##### INFORMATION SUPPLIED
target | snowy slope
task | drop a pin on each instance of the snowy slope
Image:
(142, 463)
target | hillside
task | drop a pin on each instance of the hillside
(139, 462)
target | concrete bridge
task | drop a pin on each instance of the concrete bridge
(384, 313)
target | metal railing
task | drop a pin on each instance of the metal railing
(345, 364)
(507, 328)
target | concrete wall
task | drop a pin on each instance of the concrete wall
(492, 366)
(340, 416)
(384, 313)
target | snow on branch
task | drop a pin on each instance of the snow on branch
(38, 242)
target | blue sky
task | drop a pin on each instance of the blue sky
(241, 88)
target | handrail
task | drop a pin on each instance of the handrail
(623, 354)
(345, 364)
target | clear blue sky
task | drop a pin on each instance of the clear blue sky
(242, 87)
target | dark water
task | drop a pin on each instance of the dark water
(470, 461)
##########
Write out each line exactly, starting with the line that contains "task | drop a pin on each instance of the hillside" and stopping after the last line of the data.

**TASK OUTPUT**
task | drop a pin on each instance of the hillside
(139, 462)
target | concrete bridge
task | drop a pin on each instance of the concrete bridge
(384, 313)
target | metal railing
task | drop a pin on each instance of the metal railing
(345, 364)
(507, 328)
target | concrete wall
task | drop a pin on each instance of the concrete wall
(492, 366)
(340, 416)
(384, 313)
target | snow on branch
task | drop a pin on each instance of the snow on branch
(38, 242)
target | blue sky
task | drop a pin on each instance of the blue sky
(241, 88)
target | handrail
task | drop a pin on each instance of the handrail
(623, 354)
(345, 364)
target | clear blue sky
task | drop a pin on each instance of the clear blue sky
(242, 87)
target | dark water
task | drop a pin on each instance of the dark water
(470, 461)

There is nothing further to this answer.